» **TASK OBJECTIVE**: Copy out each line containing "shirt" from the entries below.

=== Begin Enclosure ===

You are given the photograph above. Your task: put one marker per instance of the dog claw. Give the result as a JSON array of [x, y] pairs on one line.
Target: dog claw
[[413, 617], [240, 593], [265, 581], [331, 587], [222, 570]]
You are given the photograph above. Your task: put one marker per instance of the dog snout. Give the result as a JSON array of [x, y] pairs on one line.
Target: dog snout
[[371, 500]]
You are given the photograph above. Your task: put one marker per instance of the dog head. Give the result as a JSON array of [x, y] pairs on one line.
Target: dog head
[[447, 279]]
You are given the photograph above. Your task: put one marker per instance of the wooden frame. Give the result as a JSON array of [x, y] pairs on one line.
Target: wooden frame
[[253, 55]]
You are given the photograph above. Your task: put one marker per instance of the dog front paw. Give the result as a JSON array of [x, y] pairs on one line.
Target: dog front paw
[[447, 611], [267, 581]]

=== End Enclosure ===
=== Begin Enclosure ===

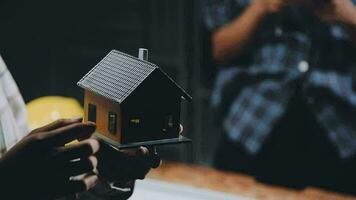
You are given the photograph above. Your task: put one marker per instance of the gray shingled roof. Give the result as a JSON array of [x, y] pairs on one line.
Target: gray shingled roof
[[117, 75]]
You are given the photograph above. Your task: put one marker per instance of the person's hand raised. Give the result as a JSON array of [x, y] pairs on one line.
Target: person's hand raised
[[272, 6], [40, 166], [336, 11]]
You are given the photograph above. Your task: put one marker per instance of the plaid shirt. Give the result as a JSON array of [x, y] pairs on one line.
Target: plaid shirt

=== End Enclosure ===
=== Begin Enclosure ===

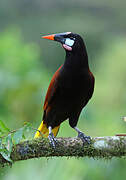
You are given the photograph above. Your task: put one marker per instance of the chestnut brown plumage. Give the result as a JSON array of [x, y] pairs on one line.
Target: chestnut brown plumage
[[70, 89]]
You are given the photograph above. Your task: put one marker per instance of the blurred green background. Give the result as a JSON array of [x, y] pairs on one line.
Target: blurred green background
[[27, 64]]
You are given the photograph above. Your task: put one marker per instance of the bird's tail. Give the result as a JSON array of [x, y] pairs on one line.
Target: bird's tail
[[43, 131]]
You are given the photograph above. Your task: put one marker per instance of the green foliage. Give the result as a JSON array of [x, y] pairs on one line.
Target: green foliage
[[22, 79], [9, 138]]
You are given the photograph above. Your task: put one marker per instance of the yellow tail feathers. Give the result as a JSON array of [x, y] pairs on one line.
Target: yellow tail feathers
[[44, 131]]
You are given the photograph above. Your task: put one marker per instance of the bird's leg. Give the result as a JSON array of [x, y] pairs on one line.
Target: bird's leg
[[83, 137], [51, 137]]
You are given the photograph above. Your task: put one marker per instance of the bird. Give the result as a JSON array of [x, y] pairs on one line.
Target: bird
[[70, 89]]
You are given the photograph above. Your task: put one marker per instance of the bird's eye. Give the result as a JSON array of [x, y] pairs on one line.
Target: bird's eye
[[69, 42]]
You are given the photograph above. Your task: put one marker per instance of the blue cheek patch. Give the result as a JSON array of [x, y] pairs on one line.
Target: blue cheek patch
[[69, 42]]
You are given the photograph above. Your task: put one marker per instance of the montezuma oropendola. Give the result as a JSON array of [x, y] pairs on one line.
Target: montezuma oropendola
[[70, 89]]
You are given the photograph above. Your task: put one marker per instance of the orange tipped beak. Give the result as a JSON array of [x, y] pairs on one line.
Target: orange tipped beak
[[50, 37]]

=== End Enclosure ===

» **OUTPUT FOR THIS TASK**:
You are given the photograph above. Your task: put one marker per instance of the plaid shirt. Give the result as a JSON array of [x, y] pairs on one line.
Target: plaid shirt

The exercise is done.